== Exercise objective ==
Update the lines from the one containing "Indicate the green" through the last line, both included, by changing every "green grass" to "green lawn" and leaving everything else unchanged.

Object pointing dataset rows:

++++

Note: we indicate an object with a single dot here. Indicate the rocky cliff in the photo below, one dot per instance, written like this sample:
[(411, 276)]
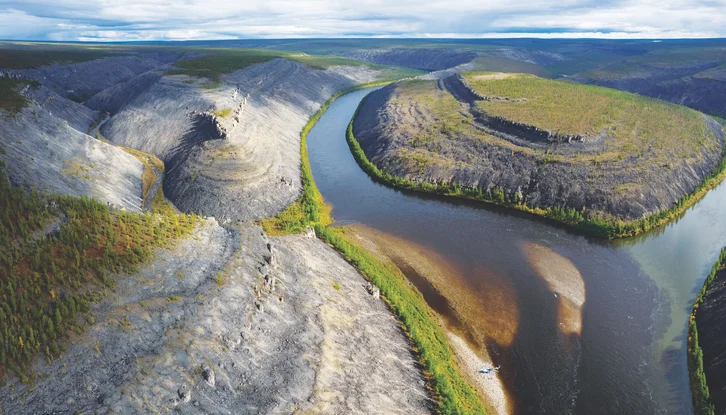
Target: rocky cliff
[(227, 320), (242, 163), (436, 131)]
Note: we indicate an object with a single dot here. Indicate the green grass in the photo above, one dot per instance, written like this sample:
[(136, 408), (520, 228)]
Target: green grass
[(217, 62), (223, 113), (310, 208), (637, 124), (44, 56), (701, 396), (46, 284), (593, 223), (500, 64), (11, 100), (449, 389)]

++++

== Finished answer ==
Note: we indicate an object with a single dot here. Indicate the green lawn in the photo above, one dot per instance, written like this sample:
[(136, 408), (520, 228)]
Target: green lawn
[(217, 62), (223, 113), (310, 208), (637, 124), (44, 56), (701, 396), (46, 284), (593, 223), (500, 64), (11, 100), (449, 389)]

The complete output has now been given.